**Exercise brief**:
Begin at the line that has "Expected: the position of each instance of the distant" and continue through the end of the entries below, writing out every line in that span. Rescale the answer coordinates by multiplying each one by 1.65 and rounding to a whole number, with halves rounded up, and leave all other wording unchanged.

=== Provided material ===

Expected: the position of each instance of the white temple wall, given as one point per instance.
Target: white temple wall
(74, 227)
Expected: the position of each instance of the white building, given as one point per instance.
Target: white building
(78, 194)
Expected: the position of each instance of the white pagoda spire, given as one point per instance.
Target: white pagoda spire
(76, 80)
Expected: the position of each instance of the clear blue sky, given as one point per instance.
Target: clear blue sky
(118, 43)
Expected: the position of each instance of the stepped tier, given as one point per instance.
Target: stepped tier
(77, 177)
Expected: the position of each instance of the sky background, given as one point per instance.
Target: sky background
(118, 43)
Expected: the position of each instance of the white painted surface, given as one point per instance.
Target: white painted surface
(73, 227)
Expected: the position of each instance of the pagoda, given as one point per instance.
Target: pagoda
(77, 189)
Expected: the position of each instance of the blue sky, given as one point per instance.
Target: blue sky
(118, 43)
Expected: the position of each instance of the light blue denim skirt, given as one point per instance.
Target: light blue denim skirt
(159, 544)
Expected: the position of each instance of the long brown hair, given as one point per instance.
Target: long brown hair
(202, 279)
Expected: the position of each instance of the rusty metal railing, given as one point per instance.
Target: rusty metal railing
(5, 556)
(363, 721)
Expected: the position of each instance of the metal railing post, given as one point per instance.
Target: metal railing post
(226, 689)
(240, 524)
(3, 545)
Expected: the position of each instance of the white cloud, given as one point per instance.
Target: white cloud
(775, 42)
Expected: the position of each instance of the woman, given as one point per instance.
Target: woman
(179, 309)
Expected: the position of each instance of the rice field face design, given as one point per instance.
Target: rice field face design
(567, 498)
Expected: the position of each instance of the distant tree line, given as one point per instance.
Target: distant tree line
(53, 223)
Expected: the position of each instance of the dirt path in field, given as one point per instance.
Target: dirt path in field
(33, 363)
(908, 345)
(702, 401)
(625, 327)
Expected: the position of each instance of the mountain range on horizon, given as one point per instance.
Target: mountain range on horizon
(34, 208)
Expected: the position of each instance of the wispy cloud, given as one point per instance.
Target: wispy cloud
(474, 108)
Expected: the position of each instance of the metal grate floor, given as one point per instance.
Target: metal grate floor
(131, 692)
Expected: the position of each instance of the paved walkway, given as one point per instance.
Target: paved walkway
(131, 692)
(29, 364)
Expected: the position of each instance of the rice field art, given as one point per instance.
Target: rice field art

===

**Answer in full**:
Expected: the position of each instance of the distant tree line, given as one point per instance.
Target: distant tree line
(87, 368)
Expected: the position of each instance of the dirt path in field, given as one point per instance.
Target: dirt path in field
(54, 599)
(1498, 569)
(1158, 662)
(1031, 540)
Expected: the position of each instance of the mountain range on horizon, given as one point per instance.
Target: mountain range on horizon
(56, 343)
Expected: the position of each instance of the wispy cloud, given as one point per instance.
Target: wispy cloud
(782, 178)
Expected: the position of each instance of the metal grate floor, given as one point per instance.
Target: metal grate floor
(216, 1142)
Expected: the position of each instance of the paved walkway, given as one point per instance.
Target: paved walkway
(216, 1142)
(48, 601)
Expected: the position of each instance of the rice field art, given as one point per instance.
Target: rice field art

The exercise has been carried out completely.